● Given problem a:
Please find every line in the entries below that contains the string "marble" and copy each line in full. Case counts.

######

# Can Test?



## Slingshot28 (Feb 15, 2021)

I have been reading some old hunting post and alot of them have the can test in them. My question is does the ammo have to go through one side or both of the steel can to kill. Also some of them say one side for birds or 2 side for fur bearing.
P.S. I can not hunt where I live it just gives me a reason to test the tubes I have at my house.


Thanks, Slingshot28


----------



## S.S. sLinGeR (Oct 17, 2013)

Both sides is what I would want for hunting anything.


----------



## Booral121 (Jan 6, 2019)

This can test? The can being a tin can yeah like soup or dogfood yeah 🤔 and does the can get fixed to say a post or something or just hung from a string or that cause obviosly your going to get a different outcome from a fixed and freehanging tin 🤔 and I take it its 10m. If anyone could let me know please and I will try three of my hunting setups out and see how they fair 🎯👊👍🏴󠁧󠁢󠁳󠁣󠁴󠁿


----------



## Slingshot28 (Feb 15, 2021)

I think they were soup cans that were filled with water and then shot at probably hanging or resting on the ground. Some other people would shoot an empty can.


----------



## KawKan (May 11, 2013)

I have a problem with the tin can test, mostly because it is so vague. 
No ammo is specified, although I suspect the test is based on 3/8-inch (9.5mm) steel. 
Experience shows that smaller steel is better at penetration and larger steel is worse. Also, that 1/2-inch steel is deadly even without penetration. 
But shooting cans is always fun, and comparing the damage can be informative - if not definitive.


----------



## vince4242 (Jan 11, 2016)

Ray I think the can test is more for confidence that you're going to make a clean kill. My example is I had my hunting setup that was too weak. It took three shots dead on the head to kill a squirrel. I got the job done but it was not a clean kill and I felt really bad. When I did the can test filled with water, ½" steel and 7/16" steel did not penetrate the can on either side but made a huge dent on the front side. I shortened the band set by ½" and did the test again months later before I was ever going to try and hunt again, and low and behold the ½" steel went through the front and made a big dent in the back, 7/16" did the same and almost went through, and 3/8" steel went straight through both sides without even tipping the can over. This gave me a good idea that 3/8 with that band set, and my draw length is the right ammo for hunting. 7/16" steel almost went through the back so maybe that would be good too but it was a good indication that I was on the right track after my failed hunting attempt with a weaker band set earlier the year before.

######

● Given problem b:
According to KawKan in the can test thread above, what ammo is the test probably based on?

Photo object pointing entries

######

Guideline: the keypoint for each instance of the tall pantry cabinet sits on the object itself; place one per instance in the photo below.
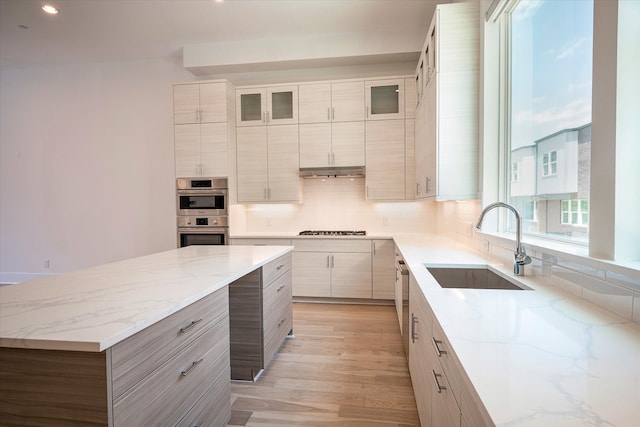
(446, 122)
(204, 128)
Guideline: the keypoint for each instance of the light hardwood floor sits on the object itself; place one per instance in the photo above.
(345, 367)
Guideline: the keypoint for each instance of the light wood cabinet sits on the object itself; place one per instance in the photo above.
(268, 164)
(276, 105)
(202, 130)
(339, 268)
(385, 99)
(384, 269)
(446, 122)
(385, 160)
(331, 118)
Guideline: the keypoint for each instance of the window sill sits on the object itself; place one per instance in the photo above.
(573, 253)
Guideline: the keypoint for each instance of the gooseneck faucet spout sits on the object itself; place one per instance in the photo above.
(520, 255)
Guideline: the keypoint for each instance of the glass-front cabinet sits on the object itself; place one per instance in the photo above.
(267, 106)
(385, 99)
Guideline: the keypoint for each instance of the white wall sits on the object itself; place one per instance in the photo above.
(87, 167)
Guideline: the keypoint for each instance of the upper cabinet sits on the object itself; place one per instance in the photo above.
(276, 105)
(200, 103)
(384, 99)
(204, 128)
(446, 119)
(332, 102)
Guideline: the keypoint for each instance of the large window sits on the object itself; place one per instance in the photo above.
(549, 57)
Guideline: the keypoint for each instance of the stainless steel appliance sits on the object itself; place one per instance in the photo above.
(202, 196)
(202, 211)
(332, 233)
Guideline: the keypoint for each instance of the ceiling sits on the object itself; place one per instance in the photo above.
(119, 30)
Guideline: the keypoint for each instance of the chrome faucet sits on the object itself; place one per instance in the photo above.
(520, 255)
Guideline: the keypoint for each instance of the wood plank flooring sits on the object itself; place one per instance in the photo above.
(345, 367)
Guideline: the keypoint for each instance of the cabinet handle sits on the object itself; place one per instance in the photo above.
(191, 368)
(414, 320)
(435, 378)
(190, 325)
(439, 352)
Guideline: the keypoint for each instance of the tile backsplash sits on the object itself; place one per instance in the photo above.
(605, 284)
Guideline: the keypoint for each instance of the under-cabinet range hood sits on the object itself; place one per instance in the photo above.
(333, 171)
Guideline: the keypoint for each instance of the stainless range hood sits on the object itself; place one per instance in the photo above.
(333, 171)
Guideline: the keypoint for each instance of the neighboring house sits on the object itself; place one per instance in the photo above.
(550, 183)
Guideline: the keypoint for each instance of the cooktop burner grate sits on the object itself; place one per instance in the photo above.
(332, 233)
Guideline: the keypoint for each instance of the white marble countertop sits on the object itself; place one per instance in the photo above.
(536, 358)
(95, 308)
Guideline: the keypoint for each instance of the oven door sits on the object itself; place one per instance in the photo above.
(199, 202)
(202, 236)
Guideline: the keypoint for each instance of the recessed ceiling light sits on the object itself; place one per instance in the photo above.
(50, 9)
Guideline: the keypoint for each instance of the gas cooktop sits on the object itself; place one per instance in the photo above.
(332, 233)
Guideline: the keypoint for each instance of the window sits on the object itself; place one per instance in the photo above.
(548, 80)
(575, 212)
(549, 163)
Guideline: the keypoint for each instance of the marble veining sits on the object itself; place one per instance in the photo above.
(95, 308)
(536, 358)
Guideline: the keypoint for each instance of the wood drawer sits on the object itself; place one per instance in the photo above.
(214, 407)
(164, 397)
(275, 269)
(276, 334)
(139, 355)
(332, 245)
(279, 293)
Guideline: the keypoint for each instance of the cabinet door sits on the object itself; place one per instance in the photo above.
(311, 274)
(347, 144)
(251, 107)
(351, 275)
(282, 105)
(430, 182)
(186, 103)
(213, 102)
(347, 101)
(187, 150)
(251, 145)
(314, 103)
(385, 160)
(384, 269)
(315, 145)
(213, 149)
(385, 99)
(283, 164)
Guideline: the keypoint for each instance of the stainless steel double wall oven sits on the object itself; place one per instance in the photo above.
(202, 211)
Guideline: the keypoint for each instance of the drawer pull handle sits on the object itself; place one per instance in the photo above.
(438, 386)
(191, 368)
(190, 325)
(439, 351)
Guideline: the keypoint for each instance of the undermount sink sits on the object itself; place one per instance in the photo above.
(471, 277)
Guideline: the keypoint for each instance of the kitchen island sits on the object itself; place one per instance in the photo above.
(140, 341)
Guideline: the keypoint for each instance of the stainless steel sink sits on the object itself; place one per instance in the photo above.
(471, 277)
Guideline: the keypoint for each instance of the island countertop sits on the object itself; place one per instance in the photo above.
(94, 308)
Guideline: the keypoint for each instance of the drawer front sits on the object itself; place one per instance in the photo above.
(278, 294)
(446, 358)
(332, 245)
(275, 269)
(139, 355)
(214, 408)
(276, 334)
(166, 396)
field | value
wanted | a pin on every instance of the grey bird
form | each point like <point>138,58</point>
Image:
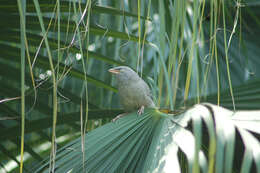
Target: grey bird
<point>134,93</point>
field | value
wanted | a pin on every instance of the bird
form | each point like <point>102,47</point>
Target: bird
<point>134,93</point>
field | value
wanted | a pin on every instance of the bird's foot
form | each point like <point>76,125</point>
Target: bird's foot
<point>118,116</point>
<point>141,110</point>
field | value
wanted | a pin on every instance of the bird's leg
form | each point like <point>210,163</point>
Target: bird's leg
<point>118,116</point>
<point>141,110</point>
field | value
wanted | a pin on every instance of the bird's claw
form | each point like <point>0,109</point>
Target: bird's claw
<point>141,110</point>
<point>118,116</point>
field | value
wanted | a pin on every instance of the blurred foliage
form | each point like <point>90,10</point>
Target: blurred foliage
<point>55,55</point>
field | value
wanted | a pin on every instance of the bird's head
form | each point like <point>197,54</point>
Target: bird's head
<point>124,74</point>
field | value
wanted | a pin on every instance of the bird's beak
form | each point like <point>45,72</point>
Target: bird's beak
<point>115,71</point>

######

● Expected output a:
Guideline: the keypoint for each instance of the white marble countertop sits on the object itself; place one per instance in the photo above.
Guideline: the keypoint for each instance of the marble veining sits on the object itself; place one per instance in the photo above.

● Expected output b:
3/8-inch (9.5mm) steel.